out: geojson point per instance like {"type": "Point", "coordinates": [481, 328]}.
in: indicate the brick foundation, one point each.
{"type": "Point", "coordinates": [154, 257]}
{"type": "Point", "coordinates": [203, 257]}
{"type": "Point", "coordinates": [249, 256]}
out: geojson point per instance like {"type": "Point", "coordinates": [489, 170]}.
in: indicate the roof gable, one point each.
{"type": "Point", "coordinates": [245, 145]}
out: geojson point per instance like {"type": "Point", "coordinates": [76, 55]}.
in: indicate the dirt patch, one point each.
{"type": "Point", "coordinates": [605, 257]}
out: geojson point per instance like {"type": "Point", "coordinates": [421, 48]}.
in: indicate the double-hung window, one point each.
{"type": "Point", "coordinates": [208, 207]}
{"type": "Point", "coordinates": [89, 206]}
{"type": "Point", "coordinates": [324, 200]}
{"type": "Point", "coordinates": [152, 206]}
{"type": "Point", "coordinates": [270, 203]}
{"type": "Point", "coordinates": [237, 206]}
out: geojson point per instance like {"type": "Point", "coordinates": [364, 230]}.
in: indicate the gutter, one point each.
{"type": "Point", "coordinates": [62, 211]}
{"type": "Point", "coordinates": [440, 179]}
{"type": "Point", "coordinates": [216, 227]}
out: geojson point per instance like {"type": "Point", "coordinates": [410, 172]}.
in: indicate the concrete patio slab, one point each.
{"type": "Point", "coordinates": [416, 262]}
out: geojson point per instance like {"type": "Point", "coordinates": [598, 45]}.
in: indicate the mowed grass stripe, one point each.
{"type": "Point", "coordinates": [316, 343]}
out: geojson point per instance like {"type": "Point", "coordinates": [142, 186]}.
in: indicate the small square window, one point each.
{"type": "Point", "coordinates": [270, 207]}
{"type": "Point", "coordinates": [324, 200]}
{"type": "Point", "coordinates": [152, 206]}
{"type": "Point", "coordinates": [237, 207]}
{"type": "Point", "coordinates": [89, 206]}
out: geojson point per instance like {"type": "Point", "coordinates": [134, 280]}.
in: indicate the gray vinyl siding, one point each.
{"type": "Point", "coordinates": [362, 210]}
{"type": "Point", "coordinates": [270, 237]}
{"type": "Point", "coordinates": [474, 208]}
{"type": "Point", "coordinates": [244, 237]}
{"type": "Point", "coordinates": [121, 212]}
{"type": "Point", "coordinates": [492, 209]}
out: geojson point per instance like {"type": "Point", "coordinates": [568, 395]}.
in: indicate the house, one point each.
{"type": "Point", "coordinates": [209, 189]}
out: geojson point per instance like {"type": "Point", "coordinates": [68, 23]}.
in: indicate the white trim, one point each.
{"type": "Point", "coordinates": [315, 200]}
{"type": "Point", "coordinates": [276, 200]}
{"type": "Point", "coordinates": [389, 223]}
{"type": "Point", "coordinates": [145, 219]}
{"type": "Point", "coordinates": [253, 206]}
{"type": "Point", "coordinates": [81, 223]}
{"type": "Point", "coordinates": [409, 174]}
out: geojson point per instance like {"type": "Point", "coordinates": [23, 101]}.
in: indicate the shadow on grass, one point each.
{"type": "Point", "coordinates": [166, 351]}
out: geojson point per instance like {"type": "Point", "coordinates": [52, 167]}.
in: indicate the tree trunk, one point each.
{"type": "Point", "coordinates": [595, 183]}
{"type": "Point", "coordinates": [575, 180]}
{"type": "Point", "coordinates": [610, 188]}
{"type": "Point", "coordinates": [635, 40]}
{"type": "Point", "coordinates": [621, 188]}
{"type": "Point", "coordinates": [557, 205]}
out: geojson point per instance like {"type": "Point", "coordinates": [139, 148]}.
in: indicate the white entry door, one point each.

^^^^^^^^

Set down all of the records shown above once more, exactly.

* [Answer in full]
out: geojson point per instance like {"type": "Point", "coordinates": [481, 328]}.
in: indicate the brick foundation, one point each.
{"type": "Point", "coordinates": [154, 257]}
{"type": "Point", "coordinates": [203, 257]}
{"type": "Point", "coordinates": [249, 256]}
out: geojson point per instance like {"type": "Point", "coordinates": [489, 170]}.
in: indicate the roof gable, one point each.
{"type": "Point", "coordinates": [245, 145]}
out: geojson point per instance like {"type": "Point", "coordinates": [76, 55]}.
in: indicate the dirt patch, one point each.
{"type": "Point", "coordinates": [605, 257]}
out: geojson point per instance like {"type": "Point", "coordinates": [421, 48]}.
in: indicate the double-hung window, one point each.
{"type": "Point", "coordinates": [208, 207]}
{"type": "Point", "coordinates": [89, 206]}
{"type": "Point", "coordinates": [324, 200]}
{"type": "Point", "coordinates": [152, 206]}
{"type": "Point", "coordinates": [270, 203]}
{"type": "Point", "coordinates": [237, 206]}
out: geojson point per instance like {"type": "Point", "coordinates": [364, 230]}.
in: indicate the gutter, one point each.
{"type": "Point", "coordinates": [62, 211]}
{"type": "Point", "coordinates": [440, 179]}
{"type": "Point", "coordinates": [216, 227]}
out: geojson point per instance like {"type": "Point", "coordinates": [410, 172]}.
in: indicate the concrete patio slab, one point each.
{"type": "Point", "coordinates": [416, 262]}
out: geojson point per instance like {"type": "Point", "coordinates": [598, 45]}.
in: indicate the mowed grass stripe, one point each.
{"type": "Point", "coordinates": [316, 343]}
out: geojson point per instance like {"type": "Point", "coordinates": [142, 186]}.
in: indicate the small square window, one point each.
{"type": "Point", "coordinates": [270, 207]}
{"type": "Point", "coordinates": [324, 200]}
{"type": "Point", "coordinates": [152, 206]}
{"type": "Point", "coordinates": [237, 207]}
{"type": "Point", "coordinates": [89, 206]}
out: geojson point per instance like {"type": "Point", "coordinates": [134, 280]}.
in: indicate the gray vinyl siding, one point each.
{"type": "Point", "coordinates": [362, 210]}
{"type": "Point", "coordinates": [270, 237]}
{"type": "Point", "coordinates": [474, 208]}
{"type": "Point", "coordinates": [244, 237]}
{"type": "Point", "coordinates": [121, 212]}
{"type": "Point", "coordinates": [492, 209]}
out: geojson point per instance like {"type": "Point", "coordinates": [568, 395]}.
in: indicate the house, one point each.
{"type": "Point", "coordinates": [209, 189]}
out: geojson point per instance like {"type": "Point", "coordinates": [68, 23]}.
in: indicate the white trim, one point each.
{"type": "Point", "coordinates": [315, 200]}
{"type": "Point", "coordinates": [276, 200]}
{"type": "Point", "coordinates": [389, 223]}
{"type": "Point", "coordinates": [145, 219]}
{"type": "Point", "coordinates": [253, 206]}
{"type": "Point", "coordinates": [81, 223]}
{"type": "Point", "coordinates": [409, 174]}
out: geojson point per instance like {"type": "Point", "coordinates": [23, 101]}.
in: indicate the shadow on grass, one point each.
{"type": "Point", "coordinates": [166, 351]}
out: geojson point per instance like {"type": "Point", "coordinates": [52, 167]}.
in: indicate the tree trunk, one point each.
{"type": "Point", "coordinates": [595, 183]}
{"type": "Point", "coordinates": [575, 180]}
{"type": "Point", "coordinates": [610, 188]}
{"type": "Point", "coordinates": [635, 40]}
{"type": "Point", "coordinates": [621, 188]}
{"type": "Point", "coordinates": [557, 205]}
out: geojson point per instance like {"type": "Point", "coordinates": [139, 148]}.
in: indicate the white entry door, one point each.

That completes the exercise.